_O que fazer_:
Dê continuidade ao texto sobre a Epifania, começando logo depois da última frase.

No nascimento e debaixo da cruz, está a mesma revelação: a humanidade é uma só na busca de Deus e no repúdio de Deus ou, melhor, ao crer no bem com esperança ou ao não crer no bem, preferindo a violência, o mal.

Portanto, o Evangelho da Epifania, da manifestação da identidade de Jesus aos gentios, àqueles que não eram judeus, filhos de Israel, é um Evangelho decisivo, que dá à festa de hoje um significado particular: Jesus nasceu Rei dos judeus, mas para todos, e todos podem ir a seu encontro.

Nesse relato de Mateus, há a história, mas há também uma leitura que o evangelista faz na fé. Nasce um menino em uma simples família formada por um artesão, José, e pela sua jovem esposa, Maria; nasce em uma estrebaria, abrigo para o rebanho nos campos de Belém, mas alguns homens de longe, a partir do Oriente ou, melhor, da sua sabedoria orientada, na sua busca, são levados a ver nesse simples nascimento o cumprimento da sua busca, a plenitude da sua sabedoria.

De fato, todos os humanos de todos os tempos e culturas têm em comum, acima de tudo, a busca do bem, mesmo que depois contradigam esse seu desejo tão exigente. Em cada ser humano, existe um anseio de bem, de vida plena, de paz, e esse fogo que habita os humanos os leva a buscar, a se pôr a caminho, a declarar como insuficiente para eles a terra que habitam, o horizonte costumeiro.

Por esse caminho, os humanos buscam e encontram como sinais aquilo que podem: o céu, a terra, o mar e também as criaturas animadas e inanimadas com as quais sabem se comunicar.

Nessa longa peregrinação, especialmente da mente e do coração, alguns sábios, os magos, olharam para as estrelas, para a areia do deserto, para os animais que cavalgavam, para a bagagem que transportavam com eles, para viver e para dar de presente. Para quem perscruta o horizonte, sempre surge uma estrela, sempre – como diz o nosso trecho evangélico – há um oriente, um elevar-se que convida ao caminho.

E assim aconteceu para aqueles mágoi, que, do oriente (apó anatolôn), chegam a Jerusalém, a cidade santa, o umbigo do mundo (cf. Sl 48,3; cf. Ez 5,5; 38,12). Eles perguntam: “Onde está o rei dos judeus, que acaba de nascer?”, justamente aos judeus que não haviam se dado conta do nascimento do seu Rei. Não havia se dado conta o rei que reinava naquele momento, Herodes; não haviam se dado conta os sacerdotes nem os especialistas das Sagradas Escrituras, os escribas.

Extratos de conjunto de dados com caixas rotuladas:
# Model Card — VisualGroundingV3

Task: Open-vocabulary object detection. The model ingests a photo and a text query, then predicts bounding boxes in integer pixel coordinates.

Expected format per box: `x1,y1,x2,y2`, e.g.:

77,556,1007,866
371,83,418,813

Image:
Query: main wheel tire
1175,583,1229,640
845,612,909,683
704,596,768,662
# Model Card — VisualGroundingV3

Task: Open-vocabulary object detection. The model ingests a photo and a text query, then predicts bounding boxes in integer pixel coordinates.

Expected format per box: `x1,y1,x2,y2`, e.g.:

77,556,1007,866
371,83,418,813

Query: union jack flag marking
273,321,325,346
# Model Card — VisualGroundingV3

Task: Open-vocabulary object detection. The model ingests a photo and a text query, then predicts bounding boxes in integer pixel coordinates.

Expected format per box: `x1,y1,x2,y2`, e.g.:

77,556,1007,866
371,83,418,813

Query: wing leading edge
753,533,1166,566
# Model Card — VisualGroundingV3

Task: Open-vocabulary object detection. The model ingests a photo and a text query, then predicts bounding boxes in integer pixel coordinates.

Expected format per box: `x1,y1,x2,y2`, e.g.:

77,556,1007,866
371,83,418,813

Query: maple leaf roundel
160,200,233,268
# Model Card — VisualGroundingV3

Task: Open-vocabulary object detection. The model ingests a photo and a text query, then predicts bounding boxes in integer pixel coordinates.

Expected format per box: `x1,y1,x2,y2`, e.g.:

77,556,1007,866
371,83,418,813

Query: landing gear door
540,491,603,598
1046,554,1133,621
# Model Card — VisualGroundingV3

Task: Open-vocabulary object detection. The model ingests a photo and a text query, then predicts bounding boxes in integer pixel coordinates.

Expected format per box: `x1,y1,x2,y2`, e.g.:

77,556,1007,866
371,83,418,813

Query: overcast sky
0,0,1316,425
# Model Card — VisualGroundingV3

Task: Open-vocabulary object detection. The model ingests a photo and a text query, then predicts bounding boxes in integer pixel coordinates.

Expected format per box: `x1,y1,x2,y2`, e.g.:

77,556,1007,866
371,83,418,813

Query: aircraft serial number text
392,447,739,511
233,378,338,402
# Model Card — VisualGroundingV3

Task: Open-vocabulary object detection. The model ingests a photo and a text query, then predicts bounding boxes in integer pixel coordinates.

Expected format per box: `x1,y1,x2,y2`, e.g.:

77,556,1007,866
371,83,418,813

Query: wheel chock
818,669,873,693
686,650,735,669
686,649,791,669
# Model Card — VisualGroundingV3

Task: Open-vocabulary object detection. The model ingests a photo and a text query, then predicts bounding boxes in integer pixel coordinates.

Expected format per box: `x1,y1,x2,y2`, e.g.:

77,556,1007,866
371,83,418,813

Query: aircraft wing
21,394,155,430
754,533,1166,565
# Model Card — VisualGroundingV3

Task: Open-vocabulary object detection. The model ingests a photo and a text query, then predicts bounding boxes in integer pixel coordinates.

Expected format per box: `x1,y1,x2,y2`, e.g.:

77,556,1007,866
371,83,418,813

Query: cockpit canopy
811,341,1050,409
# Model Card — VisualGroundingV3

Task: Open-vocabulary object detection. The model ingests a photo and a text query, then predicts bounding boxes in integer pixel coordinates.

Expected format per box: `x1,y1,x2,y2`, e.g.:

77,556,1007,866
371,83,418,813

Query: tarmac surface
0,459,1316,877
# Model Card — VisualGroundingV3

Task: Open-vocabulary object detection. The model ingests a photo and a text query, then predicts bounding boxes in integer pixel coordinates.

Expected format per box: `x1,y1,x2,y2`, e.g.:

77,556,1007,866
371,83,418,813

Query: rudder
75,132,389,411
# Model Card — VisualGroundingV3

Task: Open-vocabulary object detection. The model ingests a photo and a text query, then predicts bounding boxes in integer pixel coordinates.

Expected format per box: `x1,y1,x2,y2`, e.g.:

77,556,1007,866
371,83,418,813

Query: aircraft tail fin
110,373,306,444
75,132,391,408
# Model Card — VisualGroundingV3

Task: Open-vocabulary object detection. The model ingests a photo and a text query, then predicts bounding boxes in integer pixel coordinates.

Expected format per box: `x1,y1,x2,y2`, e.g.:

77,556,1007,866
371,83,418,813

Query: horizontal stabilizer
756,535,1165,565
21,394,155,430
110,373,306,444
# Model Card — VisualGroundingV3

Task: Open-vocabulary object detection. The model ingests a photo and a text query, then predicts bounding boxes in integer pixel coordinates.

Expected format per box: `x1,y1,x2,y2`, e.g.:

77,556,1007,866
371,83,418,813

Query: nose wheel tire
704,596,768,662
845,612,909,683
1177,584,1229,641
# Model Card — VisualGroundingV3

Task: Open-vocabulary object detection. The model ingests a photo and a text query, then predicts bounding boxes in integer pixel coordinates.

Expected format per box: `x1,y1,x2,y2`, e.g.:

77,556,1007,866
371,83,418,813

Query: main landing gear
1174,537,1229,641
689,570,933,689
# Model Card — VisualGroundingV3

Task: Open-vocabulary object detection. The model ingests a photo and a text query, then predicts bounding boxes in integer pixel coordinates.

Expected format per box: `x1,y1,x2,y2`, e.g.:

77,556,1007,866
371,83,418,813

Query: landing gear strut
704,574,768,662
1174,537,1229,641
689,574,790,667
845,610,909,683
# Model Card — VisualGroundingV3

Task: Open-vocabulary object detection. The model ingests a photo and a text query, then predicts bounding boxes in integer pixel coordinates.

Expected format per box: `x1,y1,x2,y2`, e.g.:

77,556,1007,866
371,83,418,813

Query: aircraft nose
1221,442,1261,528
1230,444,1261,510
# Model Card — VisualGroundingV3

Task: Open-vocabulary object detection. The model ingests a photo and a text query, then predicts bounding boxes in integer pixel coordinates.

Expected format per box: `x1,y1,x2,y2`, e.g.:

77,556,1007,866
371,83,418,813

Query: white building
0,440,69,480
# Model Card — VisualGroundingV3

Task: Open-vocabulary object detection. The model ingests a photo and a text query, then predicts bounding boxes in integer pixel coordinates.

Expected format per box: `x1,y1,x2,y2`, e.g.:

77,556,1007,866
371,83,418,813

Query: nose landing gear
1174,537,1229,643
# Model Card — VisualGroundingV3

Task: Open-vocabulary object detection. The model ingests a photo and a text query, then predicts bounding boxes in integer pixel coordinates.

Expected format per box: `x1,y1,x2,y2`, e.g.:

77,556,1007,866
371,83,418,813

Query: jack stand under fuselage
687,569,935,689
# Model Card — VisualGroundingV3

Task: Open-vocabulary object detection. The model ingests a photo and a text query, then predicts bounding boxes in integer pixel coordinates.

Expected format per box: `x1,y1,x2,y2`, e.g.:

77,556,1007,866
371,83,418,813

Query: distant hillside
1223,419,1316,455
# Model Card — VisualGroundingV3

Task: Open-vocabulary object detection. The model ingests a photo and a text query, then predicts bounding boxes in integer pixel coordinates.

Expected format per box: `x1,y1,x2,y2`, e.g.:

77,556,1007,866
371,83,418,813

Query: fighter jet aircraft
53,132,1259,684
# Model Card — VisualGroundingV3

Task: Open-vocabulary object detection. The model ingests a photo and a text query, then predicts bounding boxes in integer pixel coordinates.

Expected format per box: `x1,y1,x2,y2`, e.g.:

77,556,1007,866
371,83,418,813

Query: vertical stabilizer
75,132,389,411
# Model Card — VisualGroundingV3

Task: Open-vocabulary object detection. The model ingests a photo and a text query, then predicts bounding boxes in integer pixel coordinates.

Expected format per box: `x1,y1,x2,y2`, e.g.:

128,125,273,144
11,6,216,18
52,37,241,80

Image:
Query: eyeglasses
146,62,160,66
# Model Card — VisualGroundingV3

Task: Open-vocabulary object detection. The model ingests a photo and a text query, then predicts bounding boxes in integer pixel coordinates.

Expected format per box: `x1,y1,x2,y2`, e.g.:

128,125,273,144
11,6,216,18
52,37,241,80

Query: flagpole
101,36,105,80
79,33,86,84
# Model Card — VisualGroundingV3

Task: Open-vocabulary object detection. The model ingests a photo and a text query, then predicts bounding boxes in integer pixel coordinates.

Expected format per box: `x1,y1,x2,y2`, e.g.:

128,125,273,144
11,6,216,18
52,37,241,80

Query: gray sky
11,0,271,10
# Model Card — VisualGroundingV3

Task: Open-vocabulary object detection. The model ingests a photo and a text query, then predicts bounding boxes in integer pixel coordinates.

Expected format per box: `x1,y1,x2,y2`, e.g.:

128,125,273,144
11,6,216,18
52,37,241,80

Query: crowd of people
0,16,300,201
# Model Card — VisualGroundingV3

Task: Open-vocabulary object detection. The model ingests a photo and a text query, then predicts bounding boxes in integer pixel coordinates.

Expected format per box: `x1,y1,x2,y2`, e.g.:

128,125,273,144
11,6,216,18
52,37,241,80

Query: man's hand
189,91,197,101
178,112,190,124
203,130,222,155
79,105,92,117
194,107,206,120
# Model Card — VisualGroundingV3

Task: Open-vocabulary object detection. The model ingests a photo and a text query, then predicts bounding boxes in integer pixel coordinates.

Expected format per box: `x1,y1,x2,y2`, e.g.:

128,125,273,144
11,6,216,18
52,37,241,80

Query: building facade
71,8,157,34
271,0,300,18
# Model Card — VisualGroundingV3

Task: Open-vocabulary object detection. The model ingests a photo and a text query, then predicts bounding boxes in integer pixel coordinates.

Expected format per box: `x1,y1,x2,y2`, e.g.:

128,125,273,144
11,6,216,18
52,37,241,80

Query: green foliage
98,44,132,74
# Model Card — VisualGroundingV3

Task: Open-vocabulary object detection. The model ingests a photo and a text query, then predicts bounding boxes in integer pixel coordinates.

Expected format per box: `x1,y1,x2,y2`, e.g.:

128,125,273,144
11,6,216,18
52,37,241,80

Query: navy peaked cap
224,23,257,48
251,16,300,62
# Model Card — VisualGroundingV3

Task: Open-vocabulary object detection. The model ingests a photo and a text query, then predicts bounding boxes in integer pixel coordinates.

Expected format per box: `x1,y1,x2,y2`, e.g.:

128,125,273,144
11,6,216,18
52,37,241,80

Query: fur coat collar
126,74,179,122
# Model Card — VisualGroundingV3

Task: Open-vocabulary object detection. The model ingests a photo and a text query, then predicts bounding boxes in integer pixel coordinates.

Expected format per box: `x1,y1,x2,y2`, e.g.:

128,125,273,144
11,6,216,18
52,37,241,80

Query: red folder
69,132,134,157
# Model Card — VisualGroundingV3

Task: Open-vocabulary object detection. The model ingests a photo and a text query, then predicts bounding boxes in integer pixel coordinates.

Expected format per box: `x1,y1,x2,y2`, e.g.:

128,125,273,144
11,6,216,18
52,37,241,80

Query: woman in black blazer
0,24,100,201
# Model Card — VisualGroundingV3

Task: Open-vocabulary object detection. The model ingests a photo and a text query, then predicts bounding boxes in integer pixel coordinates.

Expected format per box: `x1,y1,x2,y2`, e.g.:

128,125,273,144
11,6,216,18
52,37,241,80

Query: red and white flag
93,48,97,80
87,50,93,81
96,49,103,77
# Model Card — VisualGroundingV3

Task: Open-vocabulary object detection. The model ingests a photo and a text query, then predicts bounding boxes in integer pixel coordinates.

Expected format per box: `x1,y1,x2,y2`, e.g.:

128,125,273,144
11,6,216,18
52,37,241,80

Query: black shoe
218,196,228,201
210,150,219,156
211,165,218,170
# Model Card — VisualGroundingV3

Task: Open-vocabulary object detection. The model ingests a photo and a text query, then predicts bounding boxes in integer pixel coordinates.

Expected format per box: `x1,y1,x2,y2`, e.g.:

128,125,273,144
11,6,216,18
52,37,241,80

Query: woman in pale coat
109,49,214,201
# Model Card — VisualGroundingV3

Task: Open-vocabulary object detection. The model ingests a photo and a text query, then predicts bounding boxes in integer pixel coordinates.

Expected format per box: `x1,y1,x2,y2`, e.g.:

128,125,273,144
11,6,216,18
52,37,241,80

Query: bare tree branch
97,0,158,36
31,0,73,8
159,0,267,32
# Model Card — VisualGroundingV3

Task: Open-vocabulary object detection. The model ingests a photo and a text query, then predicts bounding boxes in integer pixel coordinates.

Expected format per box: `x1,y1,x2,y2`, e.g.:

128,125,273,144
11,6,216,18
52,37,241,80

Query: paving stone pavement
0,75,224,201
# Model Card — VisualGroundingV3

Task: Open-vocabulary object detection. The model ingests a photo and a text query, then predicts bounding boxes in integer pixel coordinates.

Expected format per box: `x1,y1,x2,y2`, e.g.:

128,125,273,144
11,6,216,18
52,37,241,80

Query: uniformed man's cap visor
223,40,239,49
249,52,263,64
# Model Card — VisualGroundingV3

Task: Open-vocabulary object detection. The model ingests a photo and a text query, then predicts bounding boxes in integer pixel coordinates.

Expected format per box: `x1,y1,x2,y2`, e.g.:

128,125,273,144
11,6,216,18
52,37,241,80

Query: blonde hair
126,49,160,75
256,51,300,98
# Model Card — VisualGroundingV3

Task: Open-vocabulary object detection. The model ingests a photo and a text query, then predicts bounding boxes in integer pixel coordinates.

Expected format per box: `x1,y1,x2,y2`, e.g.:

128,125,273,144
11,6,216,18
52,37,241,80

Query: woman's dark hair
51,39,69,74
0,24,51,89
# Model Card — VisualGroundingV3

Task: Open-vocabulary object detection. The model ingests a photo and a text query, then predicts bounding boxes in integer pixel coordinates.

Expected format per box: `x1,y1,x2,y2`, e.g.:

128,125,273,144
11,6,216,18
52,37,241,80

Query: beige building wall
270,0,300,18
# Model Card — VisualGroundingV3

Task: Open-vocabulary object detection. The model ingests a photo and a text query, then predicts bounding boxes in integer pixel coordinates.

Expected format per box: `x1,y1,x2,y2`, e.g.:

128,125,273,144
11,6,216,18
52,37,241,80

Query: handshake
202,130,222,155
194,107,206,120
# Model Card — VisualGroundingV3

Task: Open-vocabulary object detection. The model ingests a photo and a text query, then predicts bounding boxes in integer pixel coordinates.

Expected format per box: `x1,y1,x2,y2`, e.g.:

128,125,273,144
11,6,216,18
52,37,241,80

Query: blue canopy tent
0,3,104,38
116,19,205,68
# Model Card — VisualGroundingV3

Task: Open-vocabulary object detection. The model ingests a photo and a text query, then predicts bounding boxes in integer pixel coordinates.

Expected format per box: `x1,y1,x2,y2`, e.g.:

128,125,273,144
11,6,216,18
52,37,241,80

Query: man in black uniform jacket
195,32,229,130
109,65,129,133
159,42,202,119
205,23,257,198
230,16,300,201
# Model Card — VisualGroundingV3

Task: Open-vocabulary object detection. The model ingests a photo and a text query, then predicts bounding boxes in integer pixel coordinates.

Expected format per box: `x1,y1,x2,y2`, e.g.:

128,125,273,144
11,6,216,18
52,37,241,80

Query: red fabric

_Resposta_:
Eis o escândalo: quem se dedica a conhecer e a observar aquilo que acontece, não sabe; quem é capaz de interpretar pontualmente as Escrituras em referência ao Rei dos judeus anuncia isso com clareza e certeza, mas em uma situação de radical cegueira.

É assim, e ocorre assim ainda hoje: pode-se conhecer as palavras de Deus contidas nas Escrituras, pode-se citar e explicar com competência, pode-se até ensinar aos outros, mas, ao mesmo tempo, permanecer em uma situação de total cegueira ou surdez, manifestações da sklerokardía, da calosidade do coração...

Essa vinda dos magos, porém, causa inquietação, perturbação por parte dos representantes do poder político e de toda a Jerusalém, porque, quando um poder vê outro poder surgir, teme e treme, sentindo-se ameaçado. A partir daquela hora, a inquietação e a perturbação não cessarão, até o dia em que esse Rei dos judeus que nasceu tiver acabado para sempre, revestido por um manto de púrpura, com uma cana como cetro na mão, com uma coroa de espinhos na cabeça, zombado, esbofeteado e, por fim, pendurado nu em uma estaca, a cruz!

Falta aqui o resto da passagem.